What is needed> Return every record verbatim.

Stored data>

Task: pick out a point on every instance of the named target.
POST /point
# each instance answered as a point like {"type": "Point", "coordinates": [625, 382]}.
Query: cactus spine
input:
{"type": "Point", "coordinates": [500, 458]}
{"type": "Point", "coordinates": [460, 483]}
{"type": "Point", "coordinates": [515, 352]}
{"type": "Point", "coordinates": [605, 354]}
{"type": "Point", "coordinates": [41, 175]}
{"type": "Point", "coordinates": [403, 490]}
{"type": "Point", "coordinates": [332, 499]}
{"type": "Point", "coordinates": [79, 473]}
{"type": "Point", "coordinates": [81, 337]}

Exercise output>
Task: pick out a point on every instance of the named target.
POST /point
# each instance answered as a point like {"type": "Point", "coordinates": [625, 382]}.
Query: cactus spine
input:
{"type": "Point", "coordinates": [500, 458]}
{"type": "Point", "coordinates": [460, 483]}
{"type": "Point", "coordinates": [515, 352]}
{"type": "Point", "coordinates": [605, 354]}
{"type": "Point", "coordinates": [41, 175]}
{"type": "Point", "coordinates": [403, 490]}
{"type": "Point", "coordinates": [332, 499]}
{"type": "Point", "coordinates": [79, 473]}
{"type": "Point", "coordinates": [81, 337]}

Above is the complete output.